> TASK ITEM
The response must contain the complete data, printed exactly.

> DATA TO USE

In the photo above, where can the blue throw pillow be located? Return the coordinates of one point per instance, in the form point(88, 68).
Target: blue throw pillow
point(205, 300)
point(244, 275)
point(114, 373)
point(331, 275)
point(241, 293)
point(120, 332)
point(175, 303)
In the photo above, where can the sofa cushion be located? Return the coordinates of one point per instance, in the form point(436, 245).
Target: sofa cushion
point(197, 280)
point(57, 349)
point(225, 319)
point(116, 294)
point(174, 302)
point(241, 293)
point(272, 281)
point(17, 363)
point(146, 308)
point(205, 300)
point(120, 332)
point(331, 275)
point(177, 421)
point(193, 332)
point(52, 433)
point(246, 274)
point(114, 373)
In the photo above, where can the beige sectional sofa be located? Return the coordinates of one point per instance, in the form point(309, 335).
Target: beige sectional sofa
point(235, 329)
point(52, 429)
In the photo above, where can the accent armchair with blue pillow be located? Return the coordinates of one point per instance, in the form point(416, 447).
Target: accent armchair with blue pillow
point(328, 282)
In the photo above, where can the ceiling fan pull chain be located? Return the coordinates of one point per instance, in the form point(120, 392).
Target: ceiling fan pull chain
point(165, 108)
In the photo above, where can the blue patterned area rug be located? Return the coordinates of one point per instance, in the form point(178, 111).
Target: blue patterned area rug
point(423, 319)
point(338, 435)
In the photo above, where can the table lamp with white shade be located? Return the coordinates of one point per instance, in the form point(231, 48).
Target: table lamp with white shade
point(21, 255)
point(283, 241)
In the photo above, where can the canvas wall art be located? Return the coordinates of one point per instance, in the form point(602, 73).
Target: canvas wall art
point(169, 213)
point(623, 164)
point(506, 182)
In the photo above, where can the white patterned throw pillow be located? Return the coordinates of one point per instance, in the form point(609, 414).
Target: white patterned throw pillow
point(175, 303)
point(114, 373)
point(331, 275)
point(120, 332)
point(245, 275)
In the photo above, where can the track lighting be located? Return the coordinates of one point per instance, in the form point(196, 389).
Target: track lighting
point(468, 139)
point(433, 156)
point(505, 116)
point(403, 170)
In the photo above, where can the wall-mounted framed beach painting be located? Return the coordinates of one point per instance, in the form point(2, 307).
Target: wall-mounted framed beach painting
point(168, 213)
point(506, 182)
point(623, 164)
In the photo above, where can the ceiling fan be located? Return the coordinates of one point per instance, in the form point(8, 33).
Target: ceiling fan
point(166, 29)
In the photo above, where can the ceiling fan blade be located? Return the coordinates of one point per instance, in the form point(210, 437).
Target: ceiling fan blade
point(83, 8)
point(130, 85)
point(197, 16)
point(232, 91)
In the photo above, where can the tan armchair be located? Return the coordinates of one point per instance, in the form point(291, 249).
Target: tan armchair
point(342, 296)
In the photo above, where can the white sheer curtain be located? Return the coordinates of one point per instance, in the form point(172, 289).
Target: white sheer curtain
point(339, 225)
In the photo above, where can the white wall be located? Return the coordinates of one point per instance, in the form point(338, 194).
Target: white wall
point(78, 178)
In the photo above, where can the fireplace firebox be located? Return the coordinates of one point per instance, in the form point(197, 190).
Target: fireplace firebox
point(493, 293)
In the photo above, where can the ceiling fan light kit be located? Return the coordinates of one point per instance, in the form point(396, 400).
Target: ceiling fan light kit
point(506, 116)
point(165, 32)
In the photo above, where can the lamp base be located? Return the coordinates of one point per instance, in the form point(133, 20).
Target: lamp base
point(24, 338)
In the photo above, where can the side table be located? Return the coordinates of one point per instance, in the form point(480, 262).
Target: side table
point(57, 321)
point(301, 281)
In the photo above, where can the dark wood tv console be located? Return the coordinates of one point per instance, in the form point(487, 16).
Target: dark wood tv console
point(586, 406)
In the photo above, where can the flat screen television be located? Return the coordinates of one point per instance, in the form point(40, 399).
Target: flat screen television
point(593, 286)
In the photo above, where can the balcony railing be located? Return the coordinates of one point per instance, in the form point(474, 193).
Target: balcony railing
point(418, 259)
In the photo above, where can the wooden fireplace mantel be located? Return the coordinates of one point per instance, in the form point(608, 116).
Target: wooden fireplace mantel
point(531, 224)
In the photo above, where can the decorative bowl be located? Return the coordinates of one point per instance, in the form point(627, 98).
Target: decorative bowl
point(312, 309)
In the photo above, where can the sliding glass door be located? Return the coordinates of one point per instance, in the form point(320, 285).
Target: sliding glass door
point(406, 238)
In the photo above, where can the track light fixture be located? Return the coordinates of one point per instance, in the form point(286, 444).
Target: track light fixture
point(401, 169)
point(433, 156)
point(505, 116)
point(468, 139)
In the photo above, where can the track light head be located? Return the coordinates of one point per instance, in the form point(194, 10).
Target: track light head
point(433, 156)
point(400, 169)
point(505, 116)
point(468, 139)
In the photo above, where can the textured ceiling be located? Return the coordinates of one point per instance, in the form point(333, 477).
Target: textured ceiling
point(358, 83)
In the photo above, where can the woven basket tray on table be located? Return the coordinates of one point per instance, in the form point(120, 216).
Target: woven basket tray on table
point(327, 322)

> EXERCISE RESULT
In the photo above, where can the blue throw pillow be located? Return the coordinates of one point per instance, in the form point(88, 68).
Target: blue throw pillow
point(205, 300)
point(244, 275)
point(114, 373)
point(331, 275)
point(241, 293)
point(120, 332)
point(175, 303)
In the photo above, where can the sofa cushion be located? Return the coordinates of one point per instance, in the form point(436, 245).
Target: sofa cushion
point(197, 280)
point(57, 349)
point(225, 319)
point(116, 294)
point(174, 302)
point(241, 293)
point(272, 281)
point(17, 363)
point(146, 308)
point(205, 300)
point(120, 332)
point(331, 275)
point(177, 421)
point(193, 332)
point(52, 433)
point(246, 274)
point(114, 373)
In the photo above, where can the beige sectional sofa be located? Return the coordinates of one point per instance, in the form point(309, 335).
Target: beige sectional sofa
point(235, 329)
point(52, 429)
In the photo above, where can the accent armchair with blue pillow be located? Return the coordinates of one point per instance, in the form point(416, 447).
Target: accent armchair with blue pillow
point(328, 282)
In the photo above, where can the ceiling fan pull chain be located? Return the coordinates of one point per instance, in the form point(120, 392).
Target: ceiling fan pull chain
point(165, 108)
In the photo above, where can the blue patterned area rug be located? Return the coordinates of one point per instance, in the form point(178, 111).
Target: blue patterned area rug
point(423, 319)
point(338, 435)
In the photo above, where can the table lamp with white shade be located? Return the coordinates of one point per instance, in the form point(231, 48).
Target: table lamp with white shade
point(21, 255)
point(283, 241)
In the photo above, where can the canvas wall art be located? Return the coordinates of one point per instance, in the form point(602, 73).
Target: canvas wall art
point(169, 213)
point(623, 164)
point(506, 182)
In the photo above, where can the white patterned throw pillow be located? Return the coordinates of one point per instance, in the form point(609, 414).
Target: white patterned throw pillow
point(175, 303)
point(114, 373)
point(331, 275)
point(120, 332)
point(245, 275)
In the photo above, where can the track lighting be located? Return the coordinates of one point per instance, in the form point(196, 389).
Target: track lighting
point(468, 139)
point(433, 156)
point(505, 116)
point(403, 170)
In the photo above, where can the wall-mounted framed beach painting be located? Return the coordinates of one point per instance, in the form point(2, 307).
Target: wall-mounted framed beach painting
point(168, 213)
point(506, 182)
point(623, 164)
In the photo above, where can the ceiling fan be located? Return the coordinates of one point per instance, in the form point(8, 33).
Target: ceiling fan
point(166, 29)
In the photo above, where can the ceiling fan blade be located? Return the coordinates of one point per instance, in the form point(210, 437).
Target: ceiling fan blade
point(83, 8)
point(130, 85)
point(197, 16)
point(232, 91)
In the photo above, where can the tan armchair be located? Return the coordinates of one point per instance, in the form point(291, 249).
Target: tan armchair
point(342, 296)
In the photo above, where can the white sheer curtain be located? Return the coordinates of one point per instance, in the form point(172, 289).
Target: white sheer curtain
point(339, 225)
In the photo above, where can the white wall be located? Return the coordinates of one point per instance, in the form point(338, 194).
Target: white wall
point(78, 178)
In the photo above, where can the fireplace firebox be located? Return the coordinates of one point per instance, in the form point(197, 190).
Target: fireplace firebox
point(493, 293)
In the photo above, where can the ceiling fan light kit be located? Return the coordinates of one point per instance, in the form point(396, 400).
Target: ceiling fan light kit
point(506, 116)
point(165, 32)
In the photo above, where can the lamp base be located? Return the coordinates of one point per instance, in the form point(133, 20).
Target: lamp base
point(24, 338)
In the photo above, where can the side table be located? Return the coordinates of one point per instance, in the form point(480, 262).
Target: side table
point(57, 321)
point(301, 281)
In the photo above, where can the dark wood tv console be located? Return the coordinates of one point per instance, in the form point(487, 16).
Target: dark wood tv console
point(586, 406)
In the photo above, where can the flat screen television be located? Return the coordinates of one point per instance, in the form point(40, 399).
Target: flat screen television
point(593, 286)
In the photo above, where can the balcony railing be located? Return the coordinates of one point per instance, in the form point(474, 193).
Target: balcony railing
point(418, 259)
In the photo above, where can the wooden fireplace mantel be located? Return the coordinates of one point per instance, in the form point(608, 116).
Target: wooden fireplace mantel
point(531, 224)
In the photo above, where can the decorative bowl be located? Return the coordinates of one point per instance, in the form point(627, 98).
Target: decorative bowl
point(312, 309)
In the photo above, where can the sliding glass door be located? Return the coordinates of one point per instance, in the form point(320, 285).
Target: sliding glass door
point(406, 238)
In the photo above, where can the track light fixture be located? Return the coordinates of one point per instance, in the form point(286, 444).
Target: track light fixture
point(401, 169)
point(433, 156)
point(505, 116)
point(468, 139)
In the photo above, where can the track light head be located? Return the coordinates of one point per instance, in the form point(194, 10).
Target: track light head
point(433, 156)
point(400, 169)
point(505, 116)
point(468, 139)
In the photo above, where can the textured ceiling be located? Return the coordinates of one point per instance, in the form point(333, 477).
Target: textured ceiling
point(358, 83)
In the photo above, where can the woven basket tray on table be located? Return the coordinates of one point per instance, in the form point(120, 216).
Target: woven basket tray on table
point(327, 322)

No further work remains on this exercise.